* **Required work**:
Print the lines that run from the line with "box: [409, 0, 512, 182]" to the line with "9L405 32L412 105L433", keeping both end lines, exactly as they appear in the entries below, and nothing else.

*** Opening Materials provided ***

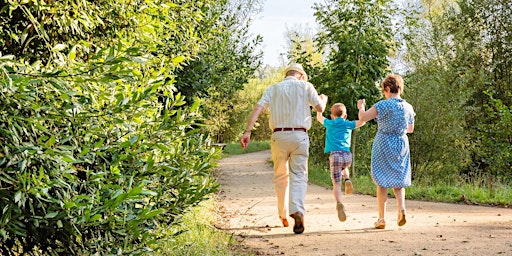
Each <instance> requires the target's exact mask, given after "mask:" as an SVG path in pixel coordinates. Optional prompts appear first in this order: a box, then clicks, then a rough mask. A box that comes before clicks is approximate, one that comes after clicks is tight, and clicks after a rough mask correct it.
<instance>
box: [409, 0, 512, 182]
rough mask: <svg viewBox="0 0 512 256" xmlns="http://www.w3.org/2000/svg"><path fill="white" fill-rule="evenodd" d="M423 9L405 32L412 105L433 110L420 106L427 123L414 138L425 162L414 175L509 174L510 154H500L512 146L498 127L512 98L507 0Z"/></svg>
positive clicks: (425, 178)
mask: <svg viewBox="0 0 512 256" xmlns="http://www.w3.org/2000/svg"><path fill="white" fill-rule="evenodd" d="M424 9H425V12H423V13H422V15H423V16H422V17H421V18H423V19H421V18H420V19H419V22H418V23H416V24H414V25H413V26H411V27H410V28H411V30H410V31H411V33H410V34H409V35H408V36H409V37H408V39H409V40H408V52H409V63H410V64H411V66H412V67H413V69H412V72H411V74H410V76H409V81H411V82H410V84H413V85H414V86H413V87H414V88H413V92H412V93H411V94H413V95H415V96H414V97H412V99H413V105H415V106H418V107H419V108H421V109H428V110H429V112H420V111H418V112H417V114H418V116H417V119H418V127H422V126H425V128H426V129H416V132H415V135H414V136H413V137H412V139H411V143H413V144H414V145H415V146H414V147H412V148H413V149H416V150H418V152H416V153H413V155H414V156H415V157H416V158H417V159H416V160H417V161H415V162H416V163H417V164H419V165H420V166H421V168H417V170H420V171H419V172H417V174H419V175H421V176H423V177H425V178H424V179H425V180H428V179H431V178H430V177H431V176H432V175H434V176H436V177H439V176H441V177H443V176H445V177H458V176H459V175H460V174H463V177H465V178H470V179H475V180H479V179H481V178H482V177H484V176H487V174H492V177H496V178H497V179H500V177H510V175H509V174H510V164H506V163H507V161H508V160H507V159H509V158H508V157H507V156H506V155H502V154H501V152H502V151H508V150H510V149H509V145H510V138H509V137H507V135H506V134H507V132H505V131H503V130H501V129H507V118H506V115H503V110H506V108H507V106H509V105H510V100H511V97H510V94H508V93H507V92H509V91H510V86H509V83H508V82H506V81H508V80H509V79H510V78H509V72H508V71H505V70H508V69H509V68H508V66H509V65H510V63H509V61H508V60H507V59H508V57H507V56H508V55H509V54H510V45H511V44H510V38H509V37H510V36H509V35H508V34H507V33H506V32H504V31H507V28H508V27H510V24H509V23H510V19H509V18H508V17H506V15H507V14H506V13H509V12H510V5H509V4H508V2H504V1H485V0H481V1H465V0H462V1H453V2H451V3H450V4H446V5H444V6H443V7H442V8H439V6H437V7H431V6H429V5H426V8H424ZM440 10H441V11H440ZM468 24H469V26H468ZM490 95H492V96H490ZM498 95H499V96H498ZM425 99H427V100H428V101H425ZM432 102H435V104H432ZM491 102H492V104H491ZM431 113H436V115H434V116H433V115H432V114H431ZM476 113H478V114H476ZM422 116H423V117H422ZM503 122H505V123H503ZM416 135H417V136H416ZM484 141H485V142H484ZM491 141H492V143H491ZM491 144H493V145H492V146H491ZM497 155H500V159H498V158H495V157H494V156H497ZM501 160H504V161H501ZM413 162H414V161H413ZM508 163H510V162H508ZM421 170H423V171H421ZM483 174H484V175H483ZM455 179H456V178H452V180H455ZM486 179H487V178H486Z"/></svg>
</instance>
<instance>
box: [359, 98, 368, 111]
mask: <svg viewBox="0 0 512 256" xmlns="http://www.w3.org/2000/svg"><path fill="white" fill-rule="evenodd" d="M365 107H366V101H365V100H364V99H361V100H358V101H357V109H359V110H363V111H364V110H365Z"/></svg>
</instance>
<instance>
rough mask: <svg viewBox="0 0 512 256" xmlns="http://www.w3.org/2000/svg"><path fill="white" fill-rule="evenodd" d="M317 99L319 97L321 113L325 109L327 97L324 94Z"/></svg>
mask: <svg viewBox="0 0 512 256" xmlns="http://www.w3.org/2000/svg"><path fill="white" fill-rule="evenodd" d="M319 97H320V100H322V112H323V111H324V110H325V107H326V106H327V100H328V99H329V97H327V95H325V94H320V95H319Z"/></svg>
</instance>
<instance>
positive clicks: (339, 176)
mask: <svg viewBox="0 0 512 256" xmlns="http://www.w3.org/2000/svg"><path fill="white" fill-rule="evenodd" d="M320 98H322V100H323V101H324V102H325V103H327V97H320ZM316 118H317V120H318V122H320V123H321V124H322V125H323V126H324V127H325V128H326V133H325V149H324V152H325V153H330V156H329V166H330V169H331V179H332V185H333V194H334V199H335V200H336V210H337V211H338V219H339V220H340V221H345V220H346V219H347V215H346V213H345V206H344V205H343V203H342V202H341V180H342V177H343V178H344V180H345V194H352V193H353V192H354V188H353V186H352V181H350V178H349V172H348V168H349V167H350V165H351V164H352V154H351V153H350V138H351V135H352V130H354V129H356V128H359V127H361V126H363V125H364V124H365V122H363V121H360V120H356V121H348V120H346V119H347V108H346V107H345V105H343V104H342V103H335V104H334V105H333V106H332V107H331V120H329V119H327V118H325V117H324V116H323V115H322V113H321V112H317V115H316Z"/></svg>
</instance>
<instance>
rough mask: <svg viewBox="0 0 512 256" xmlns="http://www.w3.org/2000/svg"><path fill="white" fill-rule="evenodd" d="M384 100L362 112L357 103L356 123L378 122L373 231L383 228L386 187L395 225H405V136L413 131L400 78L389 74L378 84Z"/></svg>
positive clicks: (375, 144) (374, 159)
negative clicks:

*** Closing Materials provided ***

* **Finished task**:
box: [409, 0, 512, 182]
rough mask: <svg viewBox="0 0 512 256" xmlns="http://www.w3.org/2000/svg"><path fill="white" fill-rule="evenodd" d="M423 9L405 32L412 105L433 110L420 106L427 123L414 138L425 162L414 175L509 174L510 154H500L512 146L498 127L512 98L507 0Z"/></svg>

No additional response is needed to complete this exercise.